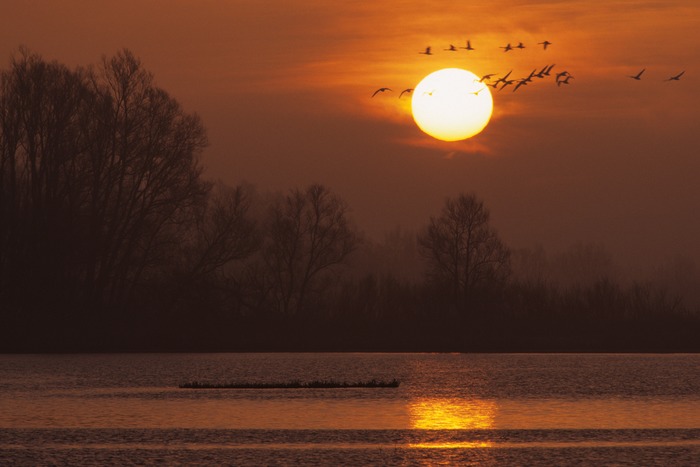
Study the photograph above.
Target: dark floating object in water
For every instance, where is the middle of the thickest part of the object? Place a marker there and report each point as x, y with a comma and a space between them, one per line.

......

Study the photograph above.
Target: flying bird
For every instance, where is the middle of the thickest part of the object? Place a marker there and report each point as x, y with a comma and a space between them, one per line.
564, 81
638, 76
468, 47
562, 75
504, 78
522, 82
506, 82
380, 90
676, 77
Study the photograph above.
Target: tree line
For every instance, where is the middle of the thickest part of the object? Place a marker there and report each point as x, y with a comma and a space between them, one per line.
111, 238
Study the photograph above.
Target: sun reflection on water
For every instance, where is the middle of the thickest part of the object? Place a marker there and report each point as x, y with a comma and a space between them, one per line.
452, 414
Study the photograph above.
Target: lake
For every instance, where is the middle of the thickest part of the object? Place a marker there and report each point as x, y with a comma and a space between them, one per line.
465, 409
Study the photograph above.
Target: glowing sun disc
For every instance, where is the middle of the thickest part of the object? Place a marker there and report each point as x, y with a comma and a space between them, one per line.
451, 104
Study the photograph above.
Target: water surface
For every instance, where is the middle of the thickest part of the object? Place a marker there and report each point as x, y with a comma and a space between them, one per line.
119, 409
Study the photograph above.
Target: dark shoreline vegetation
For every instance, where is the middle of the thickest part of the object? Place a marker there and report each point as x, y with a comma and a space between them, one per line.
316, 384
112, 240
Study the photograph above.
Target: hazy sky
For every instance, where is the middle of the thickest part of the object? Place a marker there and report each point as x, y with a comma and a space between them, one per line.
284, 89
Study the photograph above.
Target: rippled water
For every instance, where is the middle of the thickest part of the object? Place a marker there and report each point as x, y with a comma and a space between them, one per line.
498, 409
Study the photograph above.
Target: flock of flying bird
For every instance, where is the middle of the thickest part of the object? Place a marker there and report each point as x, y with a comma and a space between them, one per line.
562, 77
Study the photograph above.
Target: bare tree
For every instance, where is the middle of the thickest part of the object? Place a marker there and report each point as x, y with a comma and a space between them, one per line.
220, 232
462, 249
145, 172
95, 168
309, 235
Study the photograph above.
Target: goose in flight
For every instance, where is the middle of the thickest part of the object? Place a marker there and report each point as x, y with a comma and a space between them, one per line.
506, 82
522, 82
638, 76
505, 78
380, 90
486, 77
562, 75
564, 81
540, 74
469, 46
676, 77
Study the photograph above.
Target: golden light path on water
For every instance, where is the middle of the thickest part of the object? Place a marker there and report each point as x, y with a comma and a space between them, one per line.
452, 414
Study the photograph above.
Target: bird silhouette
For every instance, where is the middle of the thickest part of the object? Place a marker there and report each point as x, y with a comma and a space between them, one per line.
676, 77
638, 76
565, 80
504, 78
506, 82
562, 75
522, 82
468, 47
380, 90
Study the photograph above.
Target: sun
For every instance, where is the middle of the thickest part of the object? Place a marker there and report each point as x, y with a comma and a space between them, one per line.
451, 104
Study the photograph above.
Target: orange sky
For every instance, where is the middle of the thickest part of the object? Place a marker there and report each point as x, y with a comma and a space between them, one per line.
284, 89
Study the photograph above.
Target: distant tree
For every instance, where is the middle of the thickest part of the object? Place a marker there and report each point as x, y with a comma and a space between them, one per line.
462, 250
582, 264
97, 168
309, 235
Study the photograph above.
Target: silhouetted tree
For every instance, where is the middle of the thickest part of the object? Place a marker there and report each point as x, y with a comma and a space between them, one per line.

......

## [WHAT THE TASK REQUIRES]
List each line of the entries above that contains the word "dark", copying every such line in full.

## [EXERCISE SOLUTION]
Target: dark floating object in water
Target: dark shoreline vegetation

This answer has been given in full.